Without skipping or changing anything, print all the entries.

------ Task inputs

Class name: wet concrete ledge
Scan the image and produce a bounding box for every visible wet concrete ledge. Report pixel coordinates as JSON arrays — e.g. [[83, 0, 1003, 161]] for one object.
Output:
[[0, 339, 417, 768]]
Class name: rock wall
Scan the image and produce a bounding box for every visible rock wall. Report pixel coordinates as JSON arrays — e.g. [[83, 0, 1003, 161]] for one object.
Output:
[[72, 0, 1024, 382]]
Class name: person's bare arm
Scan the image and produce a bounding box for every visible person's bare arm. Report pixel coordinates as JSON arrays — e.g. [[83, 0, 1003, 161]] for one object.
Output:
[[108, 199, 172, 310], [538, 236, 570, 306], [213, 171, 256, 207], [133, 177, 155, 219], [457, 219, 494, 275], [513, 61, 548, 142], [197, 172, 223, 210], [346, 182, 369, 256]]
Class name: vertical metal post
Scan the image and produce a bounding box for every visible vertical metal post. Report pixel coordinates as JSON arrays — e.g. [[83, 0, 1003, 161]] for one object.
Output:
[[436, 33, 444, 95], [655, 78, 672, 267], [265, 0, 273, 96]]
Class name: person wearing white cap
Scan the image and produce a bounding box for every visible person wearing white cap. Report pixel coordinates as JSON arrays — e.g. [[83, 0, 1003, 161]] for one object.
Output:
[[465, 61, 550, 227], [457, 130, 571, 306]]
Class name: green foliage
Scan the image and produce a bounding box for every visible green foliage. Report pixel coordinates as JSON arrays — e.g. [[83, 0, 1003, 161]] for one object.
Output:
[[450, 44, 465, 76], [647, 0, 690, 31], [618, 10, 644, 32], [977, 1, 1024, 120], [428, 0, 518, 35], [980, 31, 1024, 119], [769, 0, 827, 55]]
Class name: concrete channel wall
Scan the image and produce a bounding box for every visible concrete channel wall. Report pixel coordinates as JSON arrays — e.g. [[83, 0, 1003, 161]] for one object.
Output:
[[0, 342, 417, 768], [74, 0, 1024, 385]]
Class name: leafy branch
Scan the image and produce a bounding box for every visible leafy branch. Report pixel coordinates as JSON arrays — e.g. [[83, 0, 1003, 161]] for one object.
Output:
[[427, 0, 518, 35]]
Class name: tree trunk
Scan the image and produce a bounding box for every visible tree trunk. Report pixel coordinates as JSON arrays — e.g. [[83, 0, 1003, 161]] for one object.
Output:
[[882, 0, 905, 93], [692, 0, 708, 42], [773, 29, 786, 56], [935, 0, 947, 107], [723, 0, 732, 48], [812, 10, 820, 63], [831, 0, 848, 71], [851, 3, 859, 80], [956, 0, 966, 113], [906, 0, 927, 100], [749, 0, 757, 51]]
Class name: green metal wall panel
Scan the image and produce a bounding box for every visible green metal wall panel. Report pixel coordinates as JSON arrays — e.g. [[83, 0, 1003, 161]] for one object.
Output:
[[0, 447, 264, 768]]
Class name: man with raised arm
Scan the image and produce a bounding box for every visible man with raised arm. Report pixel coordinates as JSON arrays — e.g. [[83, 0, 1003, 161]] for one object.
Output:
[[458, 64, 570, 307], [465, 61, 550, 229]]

------------

§ **Solution for this task**
Class name: wet concrete ledge
Scan the image and produce a bounding box for every visible wet concrete ledge. Report pixel coordinates as JSON arrays — e.g. [[83, 0, 1003, 161]] for one object.
Output:
[[0, 339, 417, 768]]
Class name: rock wall
Scan the image and produce a bounding box for every visible rock wall. Report pixel coordinates as JSON arrays — e.g. [[83, 0, 1003, 161]] for one object.
Output:
[[72, 0, 1024, 382]]
Class name: person's bare arm
Scan the image and produce a bounding box for every visible person's bare arm. Report pixel coordinates as JSON arrays — e.g. [[83, 0, 1003, 161]] for one object.
Output:
[[108, 199, 172, 310], [538, 236, 570, 306], [213, 171, 256, 207], [133, 177, 155, 219], [457, 219, 494, 275], [513, 61, 548, 142], [197, 172, 223, 210], [346, 182, 369, 256]]
Class name: vertical metal post
Scan the image and produce a bounding box for every visible vertical metal post. Report pixel coordinates as JSON arrays — e.g. [[83, 0, 1003, 161]] for one object.
Output:
[[436, 33, 444, 95], [655, 78, 672, 267], [265, 0, 273, 96]]
Class name: person wearing white cap
Scan the image and produce a bounding box for every visible person wearing white cap. Report pixel coordinates as JSON arrays — e.g. [[83, 0, 1003, 161]] for one object.
Output:
[[465, 61, 550, 227], [457, 130, 571, 306]]
Class name: green foliage
Scan the image and produce a bounding box for every visible green foliage. Report pixel coordinates as JSON arrays — e.g. [[83, 0, 1003, 161]] for one object.
Output:
[[450, 44, 465, 76], [647, 0, 690, 31], [618, 10, 644, 32], [977, 1, 1024, 120], [428, 0, 518, 35], [980, 31, 1024, 119], [769, 0, 827, 55]]
Class name: concrete channel wall
Scan the image and produce a bounding box for every visible concrete channel wall. Report pixel coordinates as JSON arrays — e.g. [[83, 0, 1003, 161]] for one object.
Output:
[[0, 342, 417, 768], [74, 0, 1024, 385]]
Class name: leafy branch
Scan the image and produce a bounding box for every visible leafy branch. Report pixel coordinates as JSON arrays — e.g. [[83, 0, 1003, 161]] for one object.
Output:
[[427, 0, 518, 35]]
Class name: tree trunk
Scan the image and produce a bounding box for every visible tree trunk. Report pixel coordinates as JSON arrays — e.g. [[83, 0, 1003, 161]] for one object.
Output:
[[882, 0, 905, 93], [692, 0, 708, 42], [773, 29, 786, 56], [935, 0, 947, 107], [723, 0, 732, 48], [812, 10, 820, 63], [831, 0, 848, 71], [851, 3, 859, 80], [956, 0, 966, 113], [906, 0, 927, 100], [749, 0, 757, 51]]
Class name: green metal wall panel
Scan the image and produce a bounding box for every visible green metal wall panel. Report pixel coordinates as JSON arrays — e.g. [[83, 0, 1003, 161]] for one object.
Output:
[[0, 447, 264, 768]]
Class name: man with raised arm
Scan the image and produce a bounding box for every visible man with raised arm. Report pixel coordinates as JSON arrays — e.g. [[83, 0, 1003, 161]] for one object.
Output:
[[458, 64, 570, 307], [465, 61, 550, 229]]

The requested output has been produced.